[GOAL]
Tally the lines in the rows below that contain the word "green", and reply with the number alone.

───── DATASET ENTRIES ─────

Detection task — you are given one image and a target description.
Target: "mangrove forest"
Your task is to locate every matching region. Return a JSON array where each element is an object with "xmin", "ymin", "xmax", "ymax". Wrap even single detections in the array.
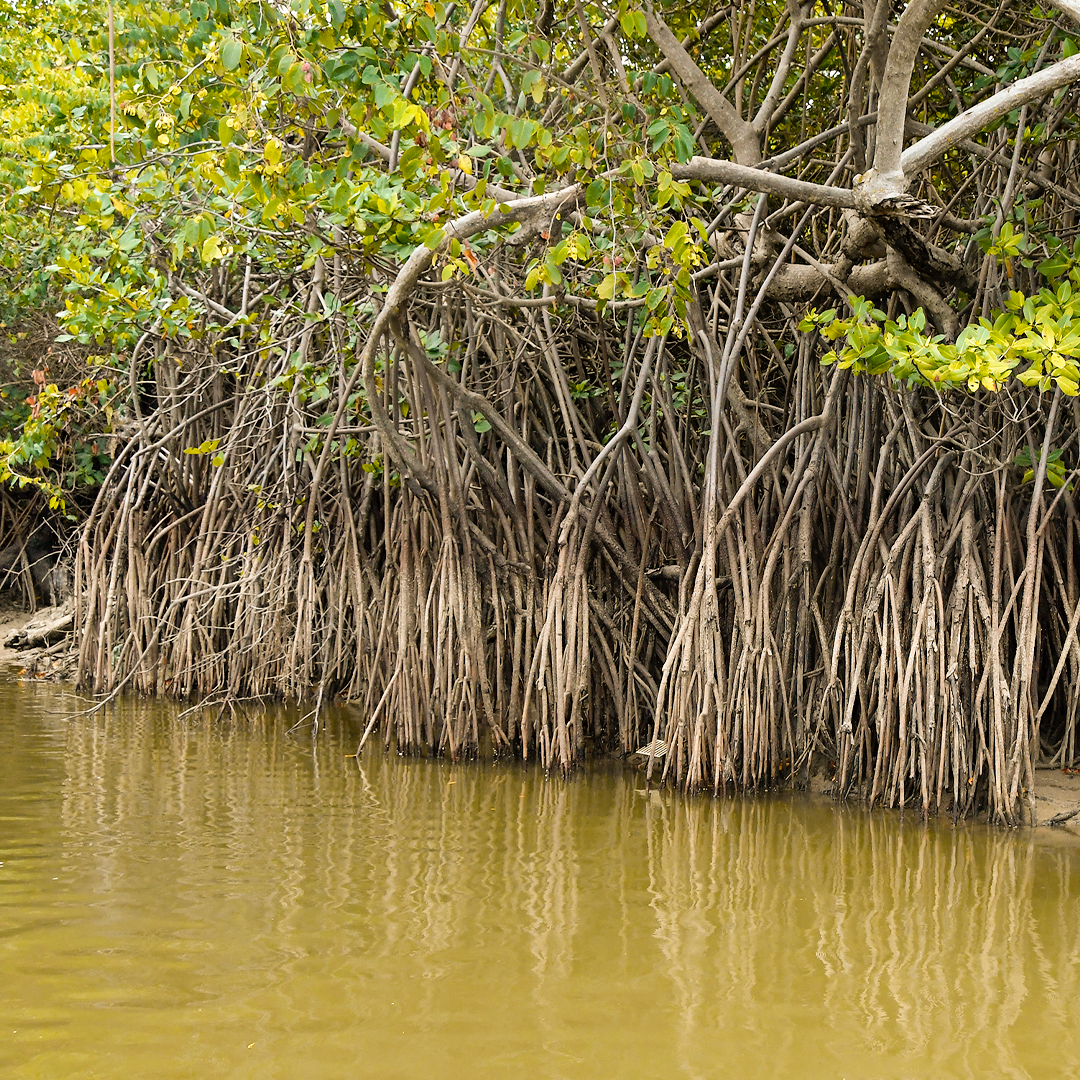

─────
───── DATASET ENTRIES ─────

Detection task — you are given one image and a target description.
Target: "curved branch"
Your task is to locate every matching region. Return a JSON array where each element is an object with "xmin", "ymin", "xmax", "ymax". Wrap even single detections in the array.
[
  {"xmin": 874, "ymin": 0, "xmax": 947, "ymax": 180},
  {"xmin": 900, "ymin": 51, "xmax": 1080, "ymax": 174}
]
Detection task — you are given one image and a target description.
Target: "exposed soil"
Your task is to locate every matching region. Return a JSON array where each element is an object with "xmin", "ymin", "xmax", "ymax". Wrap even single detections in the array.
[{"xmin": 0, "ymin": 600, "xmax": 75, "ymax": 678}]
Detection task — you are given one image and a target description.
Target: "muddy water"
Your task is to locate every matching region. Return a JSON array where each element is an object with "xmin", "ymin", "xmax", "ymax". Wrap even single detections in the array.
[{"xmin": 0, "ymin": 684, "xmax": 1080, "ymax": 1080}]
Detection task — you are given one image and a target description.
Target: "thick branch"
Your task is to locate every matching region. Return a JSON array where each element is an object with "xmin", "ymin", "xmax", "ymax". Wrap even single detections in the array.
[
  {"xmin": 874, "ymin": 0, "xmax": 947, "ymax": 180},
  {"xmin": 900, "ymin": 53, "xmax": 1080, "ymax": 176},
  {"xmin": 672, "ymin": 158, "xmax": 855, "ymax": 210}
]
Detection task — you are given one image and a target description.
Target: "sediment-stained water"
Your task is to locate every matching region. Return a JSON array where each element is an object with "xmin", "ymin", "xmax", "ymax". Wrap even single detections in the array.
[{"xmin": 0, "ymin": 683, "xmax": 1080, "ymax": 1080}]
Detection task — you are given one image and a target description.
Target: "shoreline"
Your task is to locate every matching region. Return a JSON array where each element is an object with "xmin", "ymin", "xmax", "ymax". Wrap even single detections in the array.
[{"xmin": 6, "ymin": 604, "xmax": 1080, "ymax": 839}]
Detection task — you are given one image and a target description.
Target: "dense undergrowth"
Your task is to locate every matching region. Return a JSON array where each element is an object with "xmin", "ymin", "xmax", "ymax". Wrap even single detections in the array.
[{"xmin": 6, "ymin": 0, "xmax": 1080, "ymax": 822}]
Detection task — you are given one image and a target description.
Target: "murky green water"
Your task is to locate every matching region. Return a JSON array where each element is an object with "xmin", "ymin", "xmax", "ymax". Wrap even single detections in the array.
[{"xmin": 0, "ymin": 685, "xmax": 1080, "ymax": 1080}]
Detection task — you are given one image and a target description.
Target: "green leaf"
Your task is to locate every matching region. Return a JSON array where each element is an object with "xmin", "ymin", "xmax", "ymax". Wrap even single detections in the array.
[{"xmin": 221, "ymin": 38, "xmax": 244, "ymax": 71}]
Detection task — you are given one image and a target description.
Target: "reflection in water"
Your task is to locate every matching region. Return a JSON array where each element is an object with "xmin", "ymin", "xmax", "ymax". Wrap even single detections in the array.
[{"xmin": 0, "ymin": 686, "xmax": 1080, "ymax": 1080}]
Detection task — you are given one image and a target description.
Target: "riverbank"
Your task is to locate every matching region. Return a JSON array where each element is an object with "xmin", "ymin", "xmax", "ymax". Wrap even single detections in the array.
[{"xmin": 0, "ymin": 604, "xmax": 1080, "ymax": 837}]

─────

[CORRECT OUTPUT]
2